Return the rows below verbatim, with every line unchanged.

-- start --

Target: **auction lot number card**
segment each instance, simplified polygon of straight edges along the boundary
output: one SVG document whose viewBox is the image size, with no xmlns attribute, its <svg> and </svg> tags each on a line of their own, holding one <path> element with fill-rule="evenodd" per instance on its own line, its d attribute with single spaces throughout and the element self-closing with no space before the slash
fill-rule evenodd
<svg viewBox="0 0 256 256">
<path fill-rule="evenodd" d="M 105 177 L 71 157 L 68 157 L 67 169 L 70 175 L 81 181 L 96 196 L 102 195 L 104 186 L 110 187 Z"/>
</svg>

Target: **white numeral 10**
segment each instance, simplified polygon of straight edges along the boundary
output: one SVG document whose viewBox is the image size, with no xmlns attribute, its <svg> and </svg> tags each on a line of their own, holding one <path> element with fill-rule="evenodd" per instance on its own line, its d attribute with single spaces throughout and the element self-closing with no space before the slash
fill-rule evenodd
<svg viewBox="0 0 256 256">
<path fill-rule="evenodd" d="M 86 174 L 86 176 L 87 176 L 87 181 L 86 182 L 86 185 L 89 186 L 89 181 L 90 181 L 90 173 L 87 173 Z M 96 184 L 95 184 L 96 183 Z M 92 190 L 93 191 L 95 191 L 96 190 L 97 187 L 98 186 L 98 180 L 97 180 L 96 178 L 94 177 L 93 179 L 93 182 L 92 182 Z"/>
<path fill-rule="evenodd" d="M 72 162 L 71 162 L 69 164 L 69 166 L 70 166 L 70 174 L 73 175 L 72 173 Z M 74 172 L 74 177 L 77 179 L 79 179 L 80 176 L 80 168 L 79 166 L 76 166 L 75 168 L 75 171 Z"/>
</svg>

-- end --

▶ Task result
Target: **auction lot number card**
segment each instance, simplified polygon of straight edges along the boundary
output: one SVG document whose viewBox is the image size, with no xmlns attribute, its <svg> and </svg> tags each on a line of their own, holding one <path> element with fill-rule="evenodd" per instance on its own line, its d attribute with single spaces throughout and the element self-closing with no space before the slash
fill-rule evenodd
<svg viewBox="0 0 256 256">
<path fill-rule="evenodd" d="M 105 177 L 71 157 L 68 157 L 67 169 L 70 175 L 81 181 L 96 196 L 102 195 L 104 186 L 110 187 Z"/>
</svg>

Target: **white numeral 10**
segment each instance, simplified polygon of straight edges along the boundary
output: one SVG document whose viewBox is the image size, with no xmlns attribute, its <svg> and </svg> tags each on a line of their own, holding one <path> element with fill-rule="evenodd" per instance on its own line, its d attribute with single spaces throughout and the element self-closing with no space before the slash
fill-rule evenodd
<svg viewBox="0 0 256 256">
<path fill-rule="evenodd" d="M 86 174 L 86 176 L 87 176 L 87 181 L 86 182 L 86 185 L 89 186 L 89 181 L 90 181 L 90 173 L 87 173 Z M 96 184 L 95 184 L 96 183 Z M 92 190 L 93 191 L 95 191 L 96 190 L 97 187 L 98 186 L 98 180 L 97 180 L 96 178 L 94 177 L 93 179 L 93 182 L 92 182 Z"/>
<path fill-rule="evenodd" d="M 72 162 L 71 162 L 69 164 L 69 166 L 70 166 L 70 174 L 73 175 L 72 173 Z M 74 172 L 74 177 L 77 179 L 79 179 L 80 176 L 80 168 L 79 166 L 76 166 L 75 168 L 75 171 Z"/>
</svg>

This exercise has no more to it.